» WORK TO BE COMPLETED
The lines to be copied run from the one containing "[locate] the roof ridge" to the end of the material below; reproduce them exactly, including both ends, and nothing more.

» GIVEN INFORMATION
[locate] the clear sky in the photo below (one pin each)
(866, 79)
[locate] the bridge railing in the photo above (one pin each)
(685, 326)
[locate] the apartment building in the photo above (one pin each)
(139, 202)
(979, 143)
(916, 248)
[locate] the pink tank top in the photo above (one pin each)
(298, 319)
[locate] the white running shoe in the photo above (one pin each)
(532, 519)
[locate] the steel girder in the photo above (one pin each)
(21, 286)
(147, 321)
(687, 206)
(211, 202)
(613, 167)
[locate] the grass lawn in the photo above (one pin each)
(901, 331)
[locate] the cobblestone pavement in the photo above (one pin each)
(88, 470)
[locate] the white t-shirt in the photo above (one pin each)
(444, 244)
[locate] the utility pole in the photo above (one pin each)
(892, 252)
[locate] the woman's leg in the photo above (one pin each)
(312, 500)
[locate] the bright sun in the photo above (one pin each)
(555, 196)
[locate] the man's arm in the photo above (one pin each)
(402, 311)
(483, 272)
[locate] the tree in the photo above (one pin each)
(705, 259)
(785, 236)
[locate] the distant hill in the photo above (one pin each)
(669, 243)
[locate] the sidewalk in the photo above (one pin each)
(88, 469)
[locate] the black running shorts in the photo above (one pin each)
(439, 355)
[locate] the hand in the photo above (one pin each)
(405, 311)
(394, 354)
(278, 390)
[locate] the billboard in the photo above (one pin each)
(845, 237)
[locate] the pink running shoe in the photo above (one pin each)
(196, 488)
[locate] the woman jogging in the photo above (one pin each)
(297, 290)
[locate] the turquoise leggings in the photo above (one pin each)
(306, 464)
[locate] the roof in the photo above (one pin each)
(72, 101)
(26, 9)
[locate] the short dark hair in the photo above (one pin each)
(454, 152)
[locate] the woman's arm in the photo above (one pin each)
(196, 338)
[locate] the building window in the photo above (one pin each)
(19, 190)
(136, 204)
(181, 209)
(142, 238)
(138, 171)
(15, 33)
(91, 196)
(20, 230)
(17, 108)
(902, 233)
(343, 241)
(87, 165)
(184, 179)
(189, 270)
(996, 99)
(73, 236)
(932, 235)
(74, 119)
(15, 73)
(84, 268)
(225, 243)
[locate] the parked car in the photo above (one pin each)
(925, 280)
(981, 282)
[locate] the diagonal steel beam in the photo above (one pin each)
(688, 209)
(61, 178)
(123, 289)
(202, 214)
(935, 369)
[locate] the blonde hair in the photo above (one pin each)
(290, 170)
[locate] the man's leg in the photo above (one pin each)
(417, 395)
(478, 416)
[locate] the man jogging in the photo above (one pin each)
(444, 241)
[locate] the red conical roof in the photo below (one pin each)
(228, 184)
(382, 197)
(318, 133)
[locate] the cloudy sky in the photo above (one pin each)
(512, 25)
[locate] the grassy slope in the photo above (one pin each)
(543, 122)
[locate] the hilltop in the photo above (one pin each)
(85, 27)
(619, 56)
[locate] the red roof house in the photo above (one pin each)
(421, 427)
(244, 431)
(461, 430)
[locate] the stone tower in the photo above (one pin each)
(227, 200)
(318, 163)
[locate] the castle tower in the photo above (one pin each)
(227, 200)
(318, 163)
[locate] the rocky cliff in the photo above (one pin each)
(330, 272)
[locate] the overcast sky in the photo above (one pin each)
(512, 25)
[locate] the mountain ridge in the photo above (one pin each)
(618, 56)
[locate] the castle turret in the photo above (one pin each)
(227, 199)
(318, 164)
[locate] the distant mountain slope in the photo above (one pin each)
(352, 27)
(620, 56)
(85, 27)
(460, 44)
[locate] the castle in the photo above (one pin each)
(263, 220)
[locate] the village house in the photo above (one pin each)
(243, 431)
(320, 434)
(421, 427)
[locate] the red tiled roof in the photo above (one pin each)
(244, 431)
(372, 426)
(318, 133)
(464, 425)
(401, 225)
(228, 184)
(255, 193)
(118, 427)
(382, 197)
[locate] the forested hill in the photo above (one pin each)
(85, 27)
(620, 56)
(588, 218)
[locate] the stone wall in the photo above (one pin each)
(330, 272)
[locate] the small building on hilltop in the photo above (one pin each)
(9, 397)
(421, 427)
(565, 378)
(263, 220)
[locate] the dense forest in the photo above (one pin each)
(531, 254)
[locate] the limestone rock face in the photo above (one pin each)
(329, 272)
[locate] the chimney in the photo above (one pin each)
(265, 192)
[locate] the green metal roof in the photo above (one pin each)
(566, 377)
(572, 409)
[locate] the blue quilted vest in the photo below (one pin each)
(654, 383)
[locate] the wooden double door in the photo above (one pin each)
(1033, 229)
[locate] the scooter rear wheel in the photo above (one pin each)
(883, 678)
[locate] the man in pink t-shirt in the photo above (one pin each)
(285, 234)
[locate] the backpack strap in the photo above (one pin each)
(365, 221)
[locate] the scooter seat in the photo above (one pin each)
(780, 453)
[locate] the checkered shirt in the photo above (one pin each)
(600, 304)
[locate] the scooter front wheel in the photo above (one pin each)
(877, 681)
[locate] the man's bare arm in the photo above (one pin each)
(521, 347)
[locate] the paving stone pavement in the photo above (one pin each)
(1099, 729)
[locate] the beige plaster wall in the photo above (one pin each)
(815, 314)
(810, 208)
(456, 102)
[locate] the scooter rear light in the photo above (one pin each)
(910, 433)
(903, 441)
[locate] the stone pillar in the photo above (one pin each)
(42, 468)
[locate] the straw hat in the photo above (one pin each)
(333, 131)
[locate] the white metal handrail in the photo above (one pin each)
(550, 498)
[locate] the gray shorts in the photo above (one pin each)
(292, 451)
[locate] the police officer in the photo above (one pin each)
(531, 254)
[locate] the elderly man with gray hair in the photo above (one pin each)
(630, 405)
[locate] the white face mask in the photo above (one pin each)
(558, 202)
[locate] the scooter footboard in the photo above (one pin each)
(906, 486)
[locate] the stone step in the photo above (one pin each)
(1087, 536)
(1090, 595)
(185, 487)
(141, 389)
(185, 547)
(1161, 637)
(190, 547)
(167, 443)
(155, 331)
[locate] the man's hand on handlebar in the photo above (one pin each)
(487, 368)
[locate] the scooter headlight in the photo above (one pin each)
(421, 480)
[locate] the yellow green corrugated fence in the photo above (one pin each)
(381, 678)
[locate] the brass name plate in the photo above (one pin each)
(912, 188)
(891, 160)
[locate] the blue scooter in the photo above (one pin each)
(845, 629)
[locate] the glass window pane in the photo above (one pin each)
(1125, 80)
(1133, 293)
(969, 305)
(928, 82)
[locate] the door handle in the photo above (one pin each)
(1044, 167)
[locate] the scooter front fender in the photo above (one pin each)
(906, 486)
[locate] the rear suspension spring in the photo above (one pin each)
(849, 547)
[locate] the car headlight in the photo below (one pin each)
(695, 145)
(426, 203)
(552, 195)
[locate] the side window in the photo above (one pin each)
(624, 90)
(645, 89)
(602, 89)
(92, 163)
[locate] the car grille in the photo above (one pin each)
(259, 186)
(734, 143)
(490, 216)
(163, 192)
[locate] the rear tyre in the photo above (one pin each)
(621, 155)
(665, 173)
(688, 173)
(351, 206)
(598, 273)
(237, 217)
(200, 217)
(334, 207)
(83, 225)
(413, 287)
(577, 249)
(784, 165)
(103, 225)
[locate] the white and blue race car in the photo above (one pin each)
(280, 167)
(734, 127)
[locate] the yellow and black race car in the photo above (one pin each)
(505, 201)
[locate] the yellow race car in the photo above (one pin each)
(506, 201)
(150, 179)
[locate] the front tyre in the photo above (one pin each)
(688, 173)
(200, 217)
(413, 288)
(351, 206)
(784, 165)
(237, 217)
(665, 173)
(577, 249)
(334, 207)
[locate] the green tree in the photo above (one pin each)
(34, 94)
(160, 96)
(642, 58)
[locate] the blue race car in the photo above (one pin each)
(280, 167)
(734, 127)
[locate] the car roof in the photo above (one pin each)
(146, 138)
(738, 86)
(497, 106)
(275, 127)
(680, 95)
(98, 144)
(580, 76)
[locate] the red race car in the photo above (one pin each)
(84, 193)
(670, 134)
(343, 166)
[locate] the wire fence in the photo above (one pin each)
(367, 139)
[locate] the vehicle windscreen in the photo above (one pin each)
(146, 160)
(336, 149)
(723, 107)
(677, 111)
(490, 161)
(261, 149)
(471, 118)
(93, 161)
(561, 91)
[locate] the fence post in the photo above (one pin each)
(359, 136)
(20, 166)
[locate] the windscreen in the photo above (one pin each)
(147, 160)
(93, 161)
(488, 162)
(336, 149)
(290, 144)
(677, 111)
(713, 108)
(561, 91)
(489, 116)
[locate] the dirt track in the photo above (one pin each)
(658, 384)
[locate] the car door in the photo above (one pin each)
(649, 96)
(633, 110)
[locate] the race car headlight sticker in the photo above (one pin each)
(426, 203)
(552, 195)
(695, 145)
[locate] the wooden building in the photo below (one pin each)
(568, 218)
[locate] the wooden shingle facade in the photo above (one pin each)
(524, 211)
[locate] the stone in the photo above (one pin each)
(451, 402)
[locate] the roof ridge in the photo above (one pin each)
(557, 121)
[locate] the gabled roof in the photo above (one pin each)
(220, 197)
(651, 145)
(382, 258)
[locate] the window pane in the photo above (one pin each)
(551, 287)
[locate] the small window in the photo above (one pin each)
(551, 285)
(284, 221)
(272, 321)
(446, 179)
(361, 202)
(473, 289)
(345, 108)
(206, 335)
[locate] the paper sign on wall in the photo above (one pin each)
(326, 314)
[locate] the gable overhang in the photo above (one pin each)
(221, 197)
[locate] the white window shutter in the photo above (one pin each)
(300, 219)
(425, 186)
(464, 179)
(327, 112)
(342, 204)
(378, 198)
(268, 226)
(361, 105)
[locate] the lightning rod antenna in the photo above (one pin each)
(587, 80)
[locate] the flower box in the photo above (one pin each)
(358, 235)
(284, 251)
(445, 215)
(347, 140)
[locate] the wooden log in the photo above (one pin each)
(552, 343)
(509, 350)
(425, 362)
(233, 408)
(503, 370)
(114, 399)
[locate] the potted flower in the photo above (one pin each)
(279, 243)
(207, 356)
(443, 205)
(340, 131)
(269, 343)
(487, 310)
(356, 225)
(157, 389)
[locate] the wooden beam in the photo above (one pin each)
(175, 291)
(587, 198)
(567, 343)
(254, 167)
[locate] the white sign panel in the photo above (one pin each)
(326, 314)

» TASK OUTPUT
[locate] the roof ridge in the photo above (one pin each)
(557, 121)
[locate] the gabled roof in the photo above (one pin each)
(220, 197)
(651, 145)
(382, 258)
[locate] the window pane in the photo above (one pin each)
(551, 287)
[locate] the small window in the photo above (one pin each)
(551, 285)
(284, 221)
(272, 321)
(446, 179)
(361, 202)
(473, 289)
(345, 108)
(206, 335)
[locate] the paper sign on wall in the photo above (one pin each)
(326, 314)
[locate] the gable overhang in the photo above (one pin each)
(221, 197)
[locate] the white window shutter in the photo above (one pin each)
(300, 219)
(425, 186)
(464, 179)
(327, 112)
(342, 204)
(378, 198)
(268, 226)
(361, 105)
[locate] the lightning rod antenna in the photo above (one pin each)
(587, 80)
[locate] the flower box in the photo above (one pin each)
(358, 235)
(284, 251)
(445, 215)
(347, 140)
[locate] the wooden log in the photo above (one pin each)
(552, 343)
(509, 350)
(425, 362)
(233, 408)
(503, 370)
(114, 399)
[locate] the potted flower in the photo above (one pin each)
(279, 243)
(207, 356)
(443, 205)
(340, 131)
(269, 343)
(487, 310)
(356, 225)
(157, 389)
[locate] the wooden beam in the photo above (one pin each)
(175, 291)
(587, 198)
(567, 343)
(254, 167)
[locate] the white sign panel in the photo above (one pin each)
(326, 314)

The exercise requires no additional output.